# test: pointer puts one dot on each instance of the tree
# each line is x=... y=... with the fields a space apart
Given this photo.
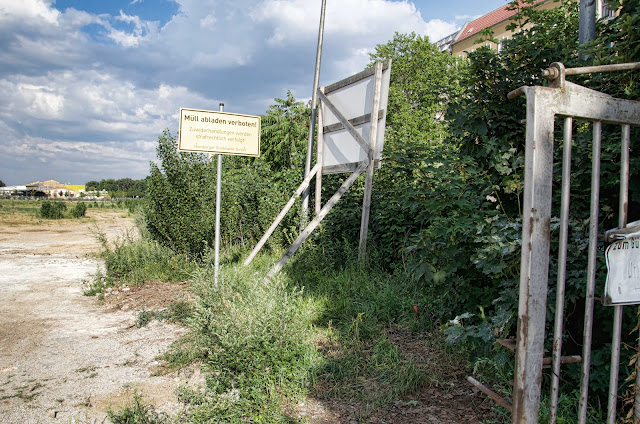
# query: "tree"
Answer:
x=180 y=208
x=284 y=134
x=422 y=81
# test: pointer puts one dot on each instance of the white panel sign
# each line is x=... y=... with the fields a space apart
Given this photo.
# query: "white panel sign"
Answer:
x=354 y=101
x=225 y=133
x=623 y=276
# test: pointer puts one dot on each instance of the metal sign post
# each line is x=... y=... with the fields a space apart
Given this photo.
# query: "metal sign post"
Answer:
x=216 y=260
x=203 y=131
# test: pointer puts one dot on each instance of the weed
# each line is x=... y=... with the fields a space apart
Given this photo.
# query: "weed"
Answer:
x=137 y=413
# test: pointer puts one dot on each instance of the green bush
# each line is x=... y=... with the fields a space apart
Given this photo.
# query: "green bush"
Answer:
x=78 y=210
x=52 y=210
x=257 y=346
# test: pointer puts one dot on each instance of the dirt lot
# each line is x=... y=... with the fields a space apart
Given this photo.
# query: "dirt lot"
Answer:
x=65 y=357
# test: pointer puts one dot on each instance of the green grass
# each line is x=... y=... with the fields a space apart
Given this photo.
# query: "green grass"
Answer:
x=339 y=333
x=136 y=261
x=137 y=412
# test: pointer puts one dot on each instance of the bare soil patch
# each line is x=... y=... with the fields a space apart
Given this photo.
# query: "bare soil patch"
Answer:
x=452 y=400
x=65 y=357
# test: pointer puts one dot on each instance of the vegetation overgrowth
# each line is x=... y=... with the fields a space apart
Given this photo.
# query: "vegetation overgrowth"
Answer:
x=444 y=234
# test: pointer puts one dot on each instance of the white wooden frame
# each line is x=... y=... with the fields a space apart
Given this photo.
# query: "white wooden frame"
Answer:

---

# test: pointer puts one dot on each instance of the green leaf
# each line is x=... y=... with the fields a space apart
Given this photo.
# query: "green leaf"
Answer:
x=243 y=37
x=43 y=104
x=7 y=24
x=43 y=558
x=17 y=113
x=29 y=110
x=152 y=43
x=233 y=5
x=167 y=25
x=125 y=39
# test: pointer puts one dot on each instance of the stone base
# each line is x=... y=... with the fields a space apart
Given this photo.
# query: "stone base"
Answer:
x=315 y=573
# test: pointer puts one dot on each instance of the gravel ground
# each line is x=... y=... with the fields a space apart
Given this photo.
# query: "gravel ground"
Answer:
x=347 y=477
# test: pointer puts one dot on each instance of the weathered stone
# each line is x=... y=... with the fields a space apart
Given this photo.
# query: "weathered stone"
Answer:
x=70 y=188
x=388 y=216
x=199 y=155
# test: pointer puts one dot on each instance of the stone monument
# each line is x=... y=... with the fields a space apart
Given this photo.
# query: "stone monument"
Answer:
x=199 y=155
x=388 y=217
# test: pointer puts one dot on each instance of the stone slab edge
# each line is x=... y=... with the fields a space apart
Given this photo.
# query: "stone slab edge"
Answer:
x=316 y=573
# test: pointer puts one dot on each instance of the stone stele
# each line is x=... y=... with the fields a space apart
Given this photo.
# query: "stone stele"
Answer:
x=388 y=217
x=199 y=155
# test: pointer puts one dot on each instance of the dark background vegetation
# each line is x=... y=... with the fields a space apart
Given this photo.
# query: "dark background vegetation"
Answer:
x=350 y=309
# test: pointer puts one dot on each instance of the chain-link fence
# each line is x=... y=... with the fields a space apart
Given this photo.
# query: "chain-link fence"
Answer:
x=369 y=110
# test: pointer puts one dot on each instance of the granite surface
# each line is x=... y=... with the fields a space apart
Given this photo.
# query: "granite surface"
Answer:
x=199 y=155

---

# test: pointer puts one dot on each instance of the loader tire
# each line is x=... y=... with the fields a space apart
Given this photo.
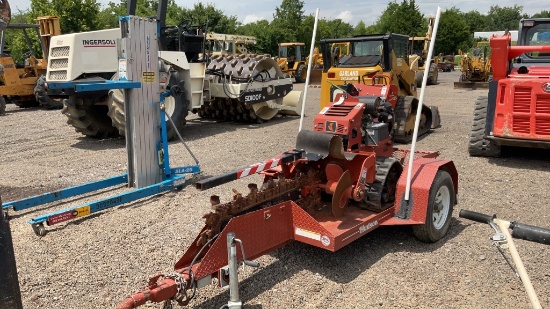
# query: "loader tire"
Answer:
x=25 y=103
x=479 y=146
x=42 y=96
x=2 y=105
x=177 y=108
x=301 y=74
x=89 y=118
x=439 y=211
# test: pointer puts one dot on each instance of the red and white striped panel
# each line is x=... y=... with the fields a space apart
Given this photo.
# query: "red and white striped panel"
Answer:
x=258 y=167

## DIRECTIONS
Taking the records above, print only and exactly the lines from the line with "of the tree" to the line with "the green grass", both kept, and exclude pictures.

## RESPONSE FOR THIS EXERCISE
# test: pointer puts one dot on each instance of the tree
# each line is x=... y=... with the fields a space apart
Given this photo.
# query: "tree"
Answer:
x=180 y=208
x=284 y=134
x=422 y=81
# test: pointer puts one dot on each instance of the white panel sign
# each line is x=... y=... with the fields a space apart
Given this photo.
# query: "white panel sign"
Answer:
x=354 y=101
x=225 y=133
x=623 y=276
# test: pointer puts one dot on each instance of the metal sign post
# each line is x=... y=... with the fields a space apart
Given this photo.
# query: "metal sign post"
Answer:
x=216 y=260
x=203 y=131
# test: pointer puts one dot on each instance of the weed
# each line is x=... y=... with the fields a space apart
Given this photo.
# query: "weed"
Answer:
x=137 y=413
# test: pointer puts one dot on each instance of the green bush
# each line is x=... y=... with the fields a space apart
Given this photo.
# query: "green bush"
Answer:
x=78 y=210
x=52 y=210
x=257 y=346
# test: pointer puts one dot on each instance of the dirt lot
# each line is x=... y=... with the fields a space apart
Given this photo.
# query: "dirt lot"
Answer:
x=65 y=357
# test: pointer puts one dot on each instance of the green grass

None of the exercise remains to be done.